— Begin The records —

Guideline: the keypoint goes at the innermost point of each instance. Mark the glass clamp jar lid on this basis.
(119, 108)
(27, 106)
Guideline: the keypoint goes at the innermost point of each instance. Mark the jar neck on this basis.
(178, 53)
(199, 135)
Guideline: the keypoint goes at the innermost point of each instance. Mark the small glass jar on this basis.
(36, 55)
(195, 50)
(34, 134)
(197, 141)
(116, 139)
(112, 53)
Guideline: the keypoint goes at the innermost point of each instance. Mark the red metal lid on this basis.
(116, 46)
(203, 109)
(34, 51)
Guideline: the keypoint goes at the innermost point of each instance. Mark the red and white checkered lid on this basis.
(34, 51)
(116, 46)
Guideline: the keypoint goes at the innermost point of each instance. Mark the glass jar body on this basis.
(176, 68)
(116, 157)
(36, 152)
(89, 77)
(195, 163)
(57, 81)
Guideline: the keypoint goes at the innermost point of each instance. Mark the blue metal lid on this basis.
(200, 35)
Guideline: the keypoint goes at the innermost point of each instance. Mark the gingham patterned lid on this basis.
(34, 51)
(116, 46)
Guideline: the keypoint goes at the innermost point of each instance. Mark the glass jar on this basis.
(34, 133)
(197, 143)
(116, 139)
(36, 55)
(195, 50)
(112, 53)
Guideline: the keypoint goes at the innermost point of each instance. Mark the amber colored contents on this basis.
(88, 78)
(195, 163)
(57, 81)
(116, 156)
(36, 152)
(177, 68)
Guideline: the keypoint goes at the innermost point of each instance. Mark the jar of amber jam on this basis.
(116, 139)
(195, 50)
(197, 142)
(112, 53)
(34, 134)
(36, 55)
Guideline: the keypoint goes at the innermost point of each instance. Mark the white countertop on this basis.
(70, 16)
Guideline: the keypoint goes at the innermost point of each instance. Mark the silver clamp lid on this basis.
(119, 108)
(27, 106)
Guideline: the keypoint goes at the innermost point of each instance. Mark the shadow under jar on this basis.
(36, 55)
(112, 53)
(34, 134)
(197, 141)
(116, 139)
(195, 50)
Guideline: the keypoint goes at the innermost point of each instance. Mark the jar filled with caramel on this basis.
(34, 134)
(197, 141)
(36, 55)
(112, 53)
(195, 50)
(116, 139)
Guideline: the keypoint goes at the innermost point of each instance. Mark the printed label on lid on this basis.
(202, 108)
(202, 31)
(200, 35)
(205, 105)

— End The records —

Task goal:
Render the lines from the one containing "on lid on this basis." through the end of the entries as a Markdown table with the columns No. and Line. Number each row and leave out blank lines.

Answer for the task:
| No. | Line |
|---|---|
| 1 | Guideline: the keypoint goes at the innermost point of each instance. Mark the printed label on lid on this basis. |
| 2 | (202, 108) |
| 3 | (202, 31) |
| 4 | (200, 35) |
| 5 | (205, 105) |